(Photo-based point labeling data)
= = =
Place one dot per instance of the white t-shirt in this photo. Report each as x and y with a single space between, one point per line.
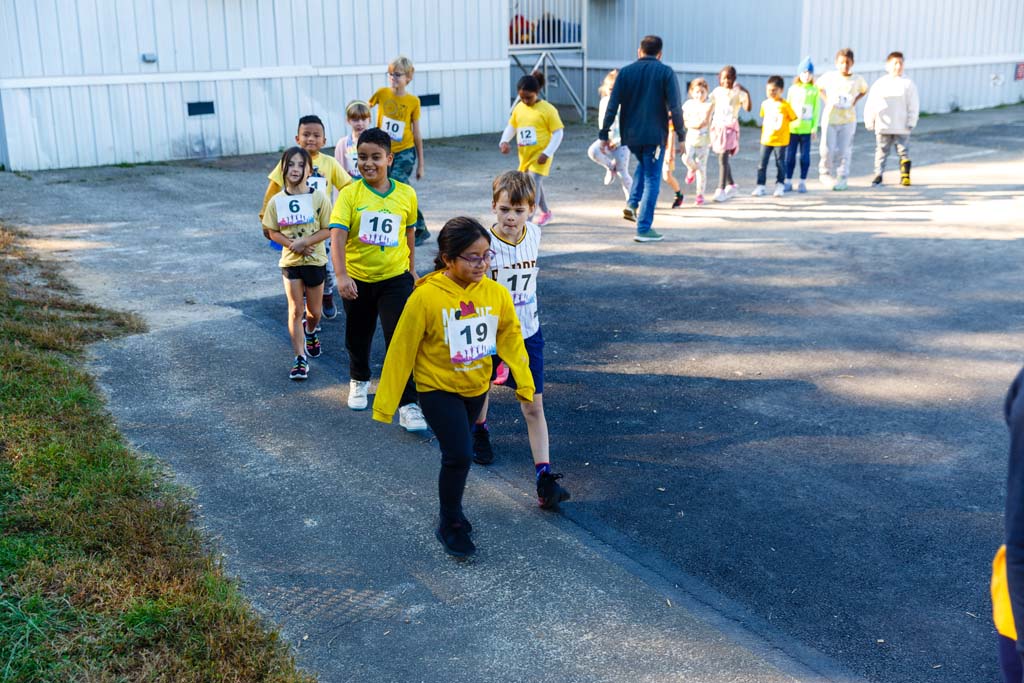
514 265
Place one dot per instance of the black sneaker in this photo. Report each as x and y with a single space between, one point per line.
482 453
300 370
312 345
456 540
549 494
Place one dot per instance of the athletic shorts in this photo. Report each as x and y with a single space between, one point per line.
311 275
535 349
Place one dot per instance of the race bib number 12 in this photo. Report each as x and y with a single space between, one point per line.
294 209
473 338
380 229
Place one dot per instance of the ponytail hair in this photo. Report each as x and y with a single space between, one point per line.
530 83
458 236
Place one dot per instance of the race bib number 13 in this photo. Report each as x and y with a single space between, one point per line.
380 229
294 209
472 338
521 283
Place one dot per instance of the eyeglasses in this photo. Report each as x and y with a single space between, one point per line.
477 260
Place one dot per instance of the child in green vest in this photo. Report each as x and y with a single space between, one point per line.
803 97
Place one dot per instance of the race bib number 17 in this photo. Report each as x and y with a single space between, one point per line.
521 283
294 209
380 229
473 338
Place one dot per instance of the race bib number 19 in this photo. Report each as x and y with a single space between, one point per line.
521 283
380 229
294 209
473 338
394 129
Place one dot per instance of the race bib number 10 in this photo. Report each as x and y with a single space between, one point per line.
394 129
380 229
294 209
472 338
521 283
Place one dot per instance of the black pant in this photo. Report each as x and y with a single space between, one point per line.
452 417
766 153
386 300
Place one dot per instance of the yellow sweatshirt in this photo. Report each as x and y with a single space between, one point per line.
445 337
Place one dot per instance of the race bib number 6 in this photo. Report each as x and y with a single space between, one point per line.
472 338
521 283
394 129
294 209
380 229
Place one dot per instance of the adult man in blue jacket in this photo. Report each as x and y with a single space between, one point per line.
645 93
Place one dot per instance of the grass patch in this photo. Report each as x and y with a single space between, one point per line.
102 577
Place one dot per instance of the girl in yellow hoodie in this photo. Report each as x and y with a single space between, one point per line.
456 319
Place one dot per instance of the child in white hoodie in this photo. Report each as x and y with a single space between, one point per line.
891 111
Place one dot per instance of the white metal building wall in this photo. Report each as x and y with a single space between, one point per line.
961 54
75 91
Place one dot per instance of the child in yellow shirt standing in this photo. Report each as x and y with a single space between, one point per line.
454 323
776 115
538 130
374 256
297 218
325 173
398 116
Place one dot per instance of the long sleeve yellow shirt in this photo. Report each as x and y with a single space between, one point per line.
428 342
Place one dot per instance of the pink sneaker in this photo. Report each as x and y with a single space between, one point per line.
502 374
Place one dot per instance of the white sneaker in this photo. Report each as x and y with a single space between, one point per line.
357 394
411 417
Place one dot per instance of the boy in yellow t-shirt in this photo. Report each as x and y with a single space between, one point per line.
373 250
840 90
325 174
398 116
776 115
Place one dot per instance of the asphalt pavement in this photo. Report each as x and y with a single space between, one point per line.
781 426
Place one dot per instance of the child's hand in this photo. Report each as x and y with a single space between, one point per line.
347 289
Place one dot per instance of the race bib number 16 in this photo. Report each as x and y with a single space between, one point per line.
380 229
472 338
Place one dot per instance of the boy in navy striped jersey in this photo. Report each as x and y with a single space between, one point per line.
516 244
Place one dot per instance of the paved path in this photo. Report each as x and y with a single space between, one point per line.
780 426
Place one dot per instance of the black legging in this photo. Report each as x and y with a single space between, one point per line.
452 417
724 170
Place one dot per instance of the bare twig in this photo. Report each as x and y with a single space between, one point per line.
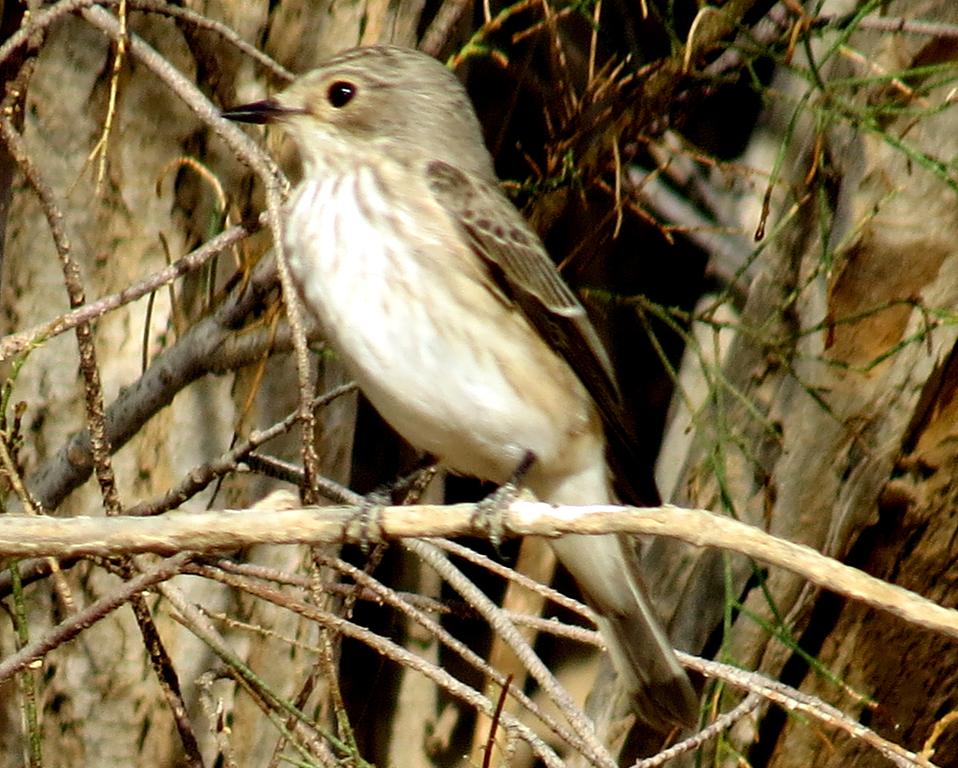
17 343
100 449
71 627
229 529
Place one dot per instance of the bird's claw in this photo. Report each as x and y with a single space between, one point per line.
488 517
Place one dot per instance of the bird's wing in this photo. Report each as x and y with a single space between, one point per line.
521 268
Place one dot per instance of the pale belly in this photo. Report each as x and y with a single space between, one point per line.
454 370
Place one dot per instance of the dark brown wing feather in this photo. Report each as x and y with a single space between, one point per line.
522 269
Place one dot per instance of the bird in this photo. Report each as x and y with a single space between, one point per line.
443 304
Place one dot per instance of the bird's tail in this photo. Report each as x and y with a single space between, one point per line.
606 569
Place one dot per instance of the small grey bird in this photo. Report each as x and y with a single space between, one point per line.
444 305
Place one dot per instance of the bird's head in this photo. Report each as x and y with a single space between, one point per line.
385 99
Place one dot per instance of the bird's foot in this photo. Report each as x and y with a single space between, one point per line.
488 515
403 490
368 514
= = =
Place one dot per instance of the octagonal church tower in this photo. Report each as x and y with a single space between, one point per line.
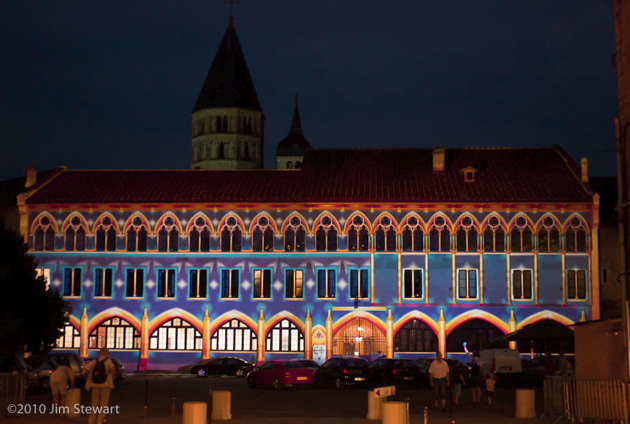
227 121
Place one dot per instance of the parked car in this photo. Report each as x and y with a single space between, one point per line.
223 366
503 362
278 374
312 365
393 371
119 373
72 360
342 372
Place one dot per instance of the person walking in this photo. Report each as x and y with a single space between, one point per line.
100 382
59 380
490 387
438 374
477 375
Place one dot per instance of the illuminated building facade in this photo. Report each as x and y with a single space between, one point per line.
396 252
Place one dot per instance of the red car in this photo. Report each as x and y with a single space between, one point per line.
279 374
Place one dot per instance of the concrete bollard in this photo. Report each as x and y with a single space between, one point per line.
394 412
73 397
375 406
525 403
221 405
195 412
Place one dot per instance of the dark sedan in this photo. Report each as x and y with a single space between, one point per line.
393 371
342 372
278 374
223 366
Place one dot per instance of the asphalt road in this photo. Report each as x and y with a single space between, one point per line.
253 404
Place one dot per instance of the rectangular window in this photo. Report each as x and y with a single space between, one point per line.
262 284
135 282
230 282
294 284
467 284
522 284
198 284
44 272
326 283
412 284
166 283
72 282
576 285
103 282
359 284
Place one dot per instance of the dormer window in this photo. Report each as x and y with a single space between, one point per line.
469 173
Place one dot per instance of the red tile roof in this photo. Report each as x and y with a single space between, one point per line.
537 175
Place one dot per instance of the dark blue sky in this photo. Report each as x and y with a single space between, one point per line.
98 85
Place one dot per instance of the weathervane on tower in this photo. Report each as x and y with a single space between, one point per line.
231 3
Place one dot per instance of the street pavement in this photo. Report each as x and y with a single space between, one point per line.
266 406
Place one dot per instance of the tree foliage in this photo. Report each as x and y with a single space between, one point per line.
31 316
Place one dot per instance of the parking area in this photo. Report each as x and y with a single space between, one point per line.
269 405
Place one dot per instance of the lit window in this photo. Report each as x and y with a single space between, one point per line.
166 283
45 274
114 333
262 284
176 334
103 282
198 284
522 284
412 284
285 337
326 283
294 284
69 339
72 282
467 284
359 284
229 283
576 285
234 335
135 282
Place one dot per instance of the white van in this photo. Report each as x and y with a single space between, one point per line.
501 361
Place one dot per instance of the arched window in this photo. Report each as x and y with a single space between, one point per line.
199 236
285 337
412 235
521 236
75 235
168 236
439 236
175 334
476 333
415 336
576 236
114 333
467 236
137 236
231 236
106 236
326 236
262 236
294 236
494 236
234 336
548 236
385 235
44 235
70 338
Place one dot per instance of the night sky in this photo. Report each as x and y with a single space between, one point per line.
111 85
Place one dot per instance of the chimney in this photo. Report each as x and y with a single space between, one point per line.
= = =
GOAL => Find every line in the records above that contains the word "pavement", matching case exactly, and copy each of those lines.

TASK RESPONSE =>
Place one dot per instance of the asphalt pavement in this photo. Report each as x and y with a single space between, one point per line.
Place one dot per instance of the street pavement in this photo. Report each as x and y with a single space between, one point per line.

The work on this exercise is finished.